→ The problem: Retype all of the data. Every line must match exactly.

━━━━━ Provided entries ━━━━━

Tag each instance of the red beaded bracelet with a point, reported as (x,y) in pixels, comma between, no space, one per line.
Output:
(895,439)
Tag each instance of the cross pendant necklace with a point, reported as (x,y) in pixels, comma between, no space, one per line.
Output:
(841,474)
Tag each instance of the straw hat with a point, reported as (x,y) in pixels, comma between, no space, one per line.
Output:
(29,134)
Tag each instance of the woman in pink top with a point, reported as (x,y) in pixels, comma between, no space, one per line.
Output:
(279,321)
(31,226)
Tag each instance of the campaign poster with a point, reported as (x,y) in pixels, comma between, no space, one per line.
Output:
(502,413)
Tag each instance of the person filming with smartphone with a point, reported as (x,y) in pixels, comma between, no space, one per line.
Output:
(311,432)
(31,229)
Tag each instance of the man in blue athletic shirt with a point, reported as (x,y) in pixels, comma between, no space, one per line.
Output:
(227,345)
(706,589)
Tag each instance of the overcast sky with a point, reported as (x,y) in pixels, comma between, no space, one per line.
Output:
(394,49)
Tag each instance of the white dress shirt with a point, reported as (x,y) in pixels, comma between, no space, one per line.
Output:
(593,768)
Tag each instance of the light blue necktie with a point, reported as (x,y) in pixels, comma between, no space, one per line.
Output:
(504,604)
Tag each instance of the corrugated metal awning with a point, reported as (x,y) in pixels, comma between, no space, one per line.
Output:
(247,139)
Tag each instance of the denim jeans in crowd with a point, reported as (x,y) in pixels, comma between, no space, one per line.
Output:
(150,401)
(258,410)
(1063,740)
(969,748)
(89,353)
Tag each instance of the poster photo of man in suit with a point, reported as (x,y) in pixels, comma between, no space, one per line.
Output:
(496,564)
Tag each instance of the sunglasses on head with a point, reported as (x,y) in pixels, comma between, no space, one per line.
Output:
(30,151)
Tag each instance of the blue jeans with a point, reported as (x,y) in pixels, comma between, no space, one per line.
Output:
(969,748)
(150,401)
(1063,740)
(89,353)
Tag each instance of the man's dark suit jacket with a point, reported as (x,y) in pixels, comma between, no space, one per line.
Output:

━━━━━

→ Task output:
Tag each instance of the red beaded bracelet with a point, reported as (x,y) in pixels, comma between, no space, one per line.
Output:
(895,439)
Tag each instance of the cross pendant necklace with a point, reported as (x,y) in pixels, comma between, no space, one per line.
Output:
(841,474)
Tag each instance of the straw hat with a point, reported as (x,y) in pixels, comma between, no space, one per line.
Output:
(29,134)
Tag each instance of the woman in pink top with a point, reported as (x,y) in pixels, comma between, no space, one per line.
Output:
(279,321)
(31,226)
Tag each instance of the campaign poster with a point, reported as (x,y) in pixels, comma between, no space, one per line.
Output:
(502,413)
Tag each instance of the person filming with smartphone with a point, reported as (x,y) in pixels, comma between, no space, one per line.
Output:
(311,432)
(31,229)
Tag each instance of the man in blue athletic shirt with a point, reported as (x,y) in pixels, comma between, no space, one per line.
Output:
(227,345)
(706,589)
Tag each instance of the overcast sky with a point, reported as (x,y) in pixels, comma between, no space, one per line.
Output:
(394,49)
Tag each instance of the white dress shirt with a point, reported as (x,y) in pixels, comma between, no space, one per line.
Output:
(593,768)
Tag each instance of the light blue necktie with a point, reported as (x,y) in pixels, comma between, no space, one per line.
Output:
(504,604)
Tag each instance of the corrugated metal awning with a point, reported as (x,y) in pixels, comma between, no space, one per line.
Output:
(247,139)
Tag each instance of the denim jeans in crowd with a point, reported as (x,y) in pixels, comma between, no space, one per line.
Output:
(150,401)
(258,410)
(1063,740)
(969,748)
(89,353)
Tag each instance of the poster photo of man in suit with a point, reported as (x,y) in pixels, comma between, no space, one per line.
Output:
(496,564)
Tag each instance of the sunglasses on head with a point, reported as (x,y) in pixels, comma between, no space, one per line.
Output:
(30,151)
Tag each instance of the blue jeans with a point, reported as (x,y) in pixels, comma between, no space, one per line.
Output:
(969,748)
(150,401)
(1063,740)
(89,353)
Tag each instance of the man's dark suit jacket with a point, reported as (x,y) in pixels, comma between, no space, one per line.
Output:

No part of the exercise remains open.